**EXERCISE REQUIREMENTS**
Nothing may be changed. Give the entries below again exactly.

-.-.-

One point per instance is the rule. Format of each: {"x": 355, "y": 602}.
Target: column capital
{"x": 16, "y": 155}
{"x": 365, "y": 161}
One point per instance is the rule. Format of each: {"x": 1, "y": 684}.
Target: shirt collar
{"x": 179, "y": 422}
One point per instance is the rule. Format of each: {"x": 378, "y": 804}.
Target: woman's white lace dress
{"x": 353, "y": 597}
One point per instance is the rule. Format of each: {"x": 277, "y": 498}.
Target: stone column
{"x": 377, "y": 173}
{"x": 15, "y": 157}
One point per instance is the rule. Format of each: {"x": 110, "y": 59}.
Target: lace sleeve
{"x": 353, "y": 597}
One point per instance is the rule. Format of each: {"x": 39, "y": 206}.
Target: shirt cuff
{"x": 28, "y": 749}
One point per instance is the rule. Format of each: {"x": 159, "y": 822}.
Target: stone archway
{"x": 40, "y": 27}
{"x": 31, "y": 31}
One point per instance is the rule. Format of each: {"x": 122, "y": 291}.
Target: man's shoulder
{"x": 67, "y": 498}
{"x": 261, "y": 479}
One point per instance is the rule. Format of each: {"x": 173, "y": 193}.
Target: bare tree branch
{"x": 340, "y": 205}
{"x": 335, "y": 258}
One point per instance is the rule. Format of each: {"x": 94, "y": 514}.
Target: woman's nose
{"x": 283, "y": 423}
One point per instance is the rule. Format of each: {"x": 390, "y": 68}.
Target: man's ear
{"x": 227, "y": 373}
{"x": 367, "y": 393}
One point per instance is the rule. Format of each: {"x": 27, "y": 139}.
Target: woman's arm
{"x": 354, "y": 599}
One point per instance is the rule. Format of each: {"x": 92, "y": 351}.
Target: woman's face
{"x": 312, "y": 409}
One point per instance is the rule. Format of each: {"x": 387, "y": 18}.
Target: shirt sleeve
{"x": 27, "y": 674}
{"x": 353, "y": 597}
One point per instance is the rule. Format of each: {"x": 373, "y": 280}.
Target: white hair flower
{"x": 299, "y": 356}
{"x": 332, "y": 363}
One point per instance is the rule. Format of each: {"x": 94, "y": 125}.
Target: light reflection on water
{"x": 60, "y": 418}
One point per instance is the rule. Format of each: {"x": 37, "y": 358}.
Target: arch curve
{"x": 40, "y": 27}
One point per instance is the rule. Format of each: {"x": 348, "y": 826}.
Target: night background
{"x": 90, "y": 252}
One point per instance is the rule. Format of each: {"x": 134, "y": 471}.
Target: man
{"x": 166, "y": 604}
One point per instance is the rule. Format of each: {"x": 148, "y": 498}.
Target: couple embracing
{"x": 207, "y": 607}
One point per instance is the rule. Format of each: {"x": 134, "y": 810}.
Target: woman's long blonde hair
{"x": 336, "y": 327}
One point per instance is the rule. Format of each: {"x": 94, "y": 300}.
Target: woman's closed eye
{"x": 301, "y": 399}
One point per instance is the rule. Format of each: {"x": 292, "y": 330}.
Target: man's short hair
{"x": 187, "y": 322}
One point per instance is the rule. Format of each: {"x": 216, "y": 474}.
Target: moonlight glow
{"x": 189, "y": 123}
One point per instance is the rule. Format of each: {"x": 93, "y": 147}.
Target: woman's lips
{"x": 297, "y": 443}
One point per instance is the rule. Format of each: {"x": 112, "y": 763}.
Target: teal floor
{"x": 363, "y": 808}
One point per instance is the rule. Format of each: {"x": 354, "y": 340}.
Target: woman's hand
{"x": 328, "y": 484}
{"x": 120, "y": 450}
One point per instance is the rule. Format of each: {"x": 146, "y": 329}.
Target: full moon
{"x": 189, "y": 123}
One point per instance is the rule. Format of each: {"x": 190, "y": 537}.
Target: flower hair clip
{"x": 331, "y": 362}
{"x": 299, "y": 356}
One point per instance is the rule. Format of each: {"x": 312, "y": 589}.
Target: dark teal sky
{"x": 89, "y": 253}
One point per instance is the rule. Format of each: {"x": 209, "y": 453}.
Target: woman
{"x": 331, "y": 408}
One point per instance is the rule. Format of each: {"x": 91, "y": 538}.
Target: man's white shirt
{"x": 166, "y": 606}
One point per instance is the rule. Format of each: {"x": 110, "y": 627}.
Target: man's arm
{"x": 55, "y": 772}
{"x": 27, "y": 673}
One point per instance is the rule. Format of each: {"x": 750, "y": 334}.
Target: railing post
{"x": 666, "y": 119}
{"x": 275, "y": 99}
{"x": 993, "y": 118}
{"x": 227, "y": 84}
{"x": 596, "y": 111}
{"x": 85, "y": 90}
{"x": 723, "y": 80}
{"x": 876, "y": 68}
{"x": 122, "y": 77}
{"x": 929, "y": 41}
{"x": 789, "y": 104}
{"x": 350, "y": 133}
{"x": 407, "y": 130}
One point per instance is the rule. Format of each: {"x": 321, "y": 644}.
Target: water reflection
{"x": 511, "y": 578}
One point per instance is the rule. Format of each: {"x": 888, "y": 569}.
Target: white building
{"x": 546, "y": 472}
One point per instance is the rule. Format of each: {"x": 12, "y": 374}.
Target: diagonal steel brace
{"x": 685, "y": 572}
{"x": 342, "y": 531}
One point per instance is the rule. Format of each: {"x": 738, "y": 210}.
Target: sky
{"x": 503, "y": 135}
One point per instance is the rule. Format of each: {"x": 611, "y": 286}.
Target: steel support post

-.-.-

**RESULT FOR THIS TASK**
One point per instance is the rule. Format of each: {"x": 355, "y": 602}.
Target: column capital
{"x": 16, "y": 155}
{"x": 365, "y": 161}
One point per instance is the rule. Format of each: {"x": 1, "y": 684}.
Target: shirt collar
{"x": 179, "y": 422}
One point per instance is the rule. Format of each: {"x": 378, "y": 804}.
Target: woman's white lace dress
{"x": 353, "y": 597}
One point per instance is the rule. Format of each: {"x": 277, "y": 498}.
Target: stone column
{"x": 377, "y": 173}
{"x": 15, "y": 157}
One point per instance is the rule. Format of each: {"x": 110, "y": 59}.
Target: lace sleeve
{"x": 353, "y": 597}
One point per instance is the rule. Format of each: {"x": 39, "y": 206}.
Target: shirt cuff
{"x": 28, "y": 749}
One point per instance is the rule. Format of each: {"x": 159, "y": 822}.
Target: stone archway
{"x": 40, "y": 27}
{"x": 31, "y": 31}
One point per instance is the rule. Format of each: {"x": 122, "y": 291}.
Target: man's shoulder
{"x": 67, "y": 498}
{"x": 261, "y": 479}
One point per instance is the rule. Format of each: {"x": 173, "y": 193}.
Target: bare tree branch
{"x": 340, "y": 205}
{"x": 335, "y": 258}
One point per instance is the rule. Format of each: {"x": 94, "y": 514}.
Target: woman's nose
{"x": 283, "y": 423}
One point per instance is the rule. Format of each: {"x": 390, "y": 68}.
Target: man's ear
{"x": 227, "y": 373}
{"x": 367, "y": 393}
One point per instance is the rule. Format of each: {"x": 27, "y": 139}.
Target: woman's arm
{"x": 354, "y": 599}
One point per instance is the rule. Format of each: {"x": 92, "y": 351}.
Target: woman's face
{"x": 312, "y": 409}
One point per instance is the rule. Format of each: {"x": 387, "y": 18}.
Target: shirt sleeve
{"x": 27, "y": 674}
{"x": 353, "y": 597}
One point per instance is the rule. Format of each: {"x": 373, "y": 280}.
Target: white hair flower
{"x": 299, "y": 356}
{"x": 332, "y": 363}
One point per instance is the rule. Format of each: {"x": 94, "y": 125}.
Target: light reflection on water
{"x": 60, "y": 418}
One point per instance is the rule. Format of each: {"x": 37, "y": 358}.
Target: arch curve
{"x": 40, "y": 27}
One point per instance is the rule. Format of each: {"x": 348, "y": 826}.
Target: night background
{"x": 90, "y": 252}
One point per instance is the rule. Format of each: {"x": 134, "y": 471}.
Target: man
{"x": 166, "y": 604}
One point per instance is the rule. Format of each: {"x": 148, "y": 498}.
Target: couple embracing
{"x": 207, "y": 607}
One point per instance is the rule. Format of each: {"x": 134, "y": 810}.
Target: woman's long blonde hair
{"x": 336, "y": 327}
One point per instance is the rule. Format of each: {"x": 94, "y": 300}.
Target: woman's closed eye
{"x": 301, "y": 399}
One point per instance is the rule. Format of each: {"x": 292, "y": 330}.
Target: man's short hair
{"x": 187, "y": 322}
One point per instance is the rule. Format of each: {"x": 216, "y": 474}.
Target: moonlight glow
{"x": 189, "y": 123}
One point per instance is the rule. Format of each: {"x": 93, "y": 147}.
Target: woman's lips
{"x": 297, "y": 443}
One point per instance is the rule. Format of each: {"x": 112, "y": 763}.
Target: teal floor
{"x": 363, "y": 808}
One point per instance is the rule. Format of each: {"x": 354, "y": 340}.
Target: woman's hand
{"x": 328, "y": 484}
{"x": 120, "y": 450}
One point per instance is the rule. Format of each: {"x": 146, "y": 329}.
Target: full moon
{"x": 189, "y": 123}
One point per instance is the rule. Format of each: {"x": 190, "y": 537}.
Target: flower hair clip
{"x": 331, "y": 362}
{"x": 299, "y": 356}
One point per instance is the rule. Format of each: {"x": 312, "y": 589}.
Target: dark teal sky
{"x": 89, "y": 253}
One point per instance is the rule. Format of each: {"x": 209, "y": 453}.
Target: woman
{"x": 331, "y": 408}
One point per instance is the rule. Format of each: {"x": 91, "y": 538}.
Target: man's white shirt
{"x": 166, "y": 606}
One point per instance is the rule. Format of each: {"x": 110, "y": 627}.
Target: man's arm
{"x": 55, "y": 772}
{"x": 27, "y": 673}
One point per instance is the rule. Format of each: {"x": 750, "y": 334}.
Target: railing post
{"x": 666, "y": 119}
{"x": 275, "y": 99}
{"x": 993, "y": 118}
{"x": 227, "y": 84}
{"x": 596, "y": 111}
{"x": 85, "y": 90}
{"x": 723, "y": 80}
{"x": 876, "y": 68}
{"x": 122, "y": 77}
{"x": 929, "y": 41}
{"x": 789, "y": 104}
{"x": 350, "y": 133}
{"x": 407, "y": 130}
One point per instance is the rule. Format of each: {"x": 321, "y": 644}.
Target: water reflection
{"x": 511, "y": 578}
One point per instance is the rule. Format of each: {"x": 888, "y": 569}.
Target: white building
{"x": 546, "y": 472}
One point per instance is the rule. Format of each: {"x": 12, "y": 374}.
Target: diagonal steel brace
{"x": 685, "y": 572}
{"x": 342, "y": 531}
One point per instance is the rule. Format of each: {"x": 738, "y": 210}.
Target: sky
{"x": 503, "y": 135}
One point per instance is the rule. Format of each: {"x": 611, "y": 286}.
Target: steel support post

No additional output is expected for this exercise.